Dataset records:
++++++++
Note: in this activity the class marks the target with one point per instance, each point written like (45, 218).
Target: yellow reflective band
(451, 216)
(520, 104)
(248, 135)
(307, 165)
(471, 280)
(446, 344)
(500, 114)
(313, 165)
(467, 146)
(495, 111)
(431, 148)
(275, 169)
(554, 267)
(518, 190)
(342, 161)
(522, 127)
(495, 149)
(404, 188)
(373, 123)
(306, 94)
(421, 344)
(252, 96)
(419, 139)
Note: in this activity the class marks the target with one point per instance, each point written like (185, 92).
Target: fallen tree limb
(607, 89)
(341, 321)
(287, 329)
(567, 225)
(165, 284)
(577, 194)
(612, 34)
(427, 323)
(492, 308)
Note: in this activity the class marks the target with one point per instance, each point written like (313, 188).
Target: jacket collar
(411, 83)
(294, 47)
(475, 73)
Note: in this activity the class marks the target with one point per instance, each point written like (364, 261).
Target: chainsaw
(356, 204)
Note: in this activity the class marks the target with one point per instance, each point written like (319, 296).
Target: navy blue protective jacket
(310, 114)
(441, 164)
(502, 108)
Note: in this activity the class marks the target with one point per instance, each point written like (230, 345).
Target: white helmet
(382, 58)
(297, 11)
++++++++
Please return every entry exactly as it appears.

## ANSWER AREA
Note: in this activity the class marks the target with one point per instance, each point written like (45, 218).
Target: yellow reflective band
(451, 216)
(520, 104)
(248, 135)
(307, 165)
(471, 280)
(446, 344)
(500, 114)
(313, 165)
(467, 146)
(495, 111)
(431, 148)
(275, 169)
(554, 267)
(518, 190)
(342, 161)
(522, 127)
(495, 149)
(404, 188)
(373, 123)
(306, 94)
(421, 344)
(252, 96)
(419, 139)
Note: in this activity the class marks the target with one point per instance, each point written like (185, 92).
Target: fallen tree limb
(607, 89)
(341, 321)
(287, 329)
(567, 225)
(165, 284)
(577, 194)
(612, 34)
(427, 323)
(492, 308)
Note: in this activity the class marks the target with one point per instance, each point written like (313, 188).
Target: jacket collar
(411, 83)
(294, 47)
(475, 73)
Note: in this activity the class marks the target with one point per instance, each point written like (364, 261).
Target: chainsaw
(356, 204)
Note: in this activity the class marks the target with one point per instance, each point written like (319, 296).
Target: navy blue protective jacket
(310, 114)
(441, 164)
(502, 108)
Note: in this activity the class marks the target with one point per instance, each point written like (230, 345).
Target: white helmet
(382, 58)
(297, 11)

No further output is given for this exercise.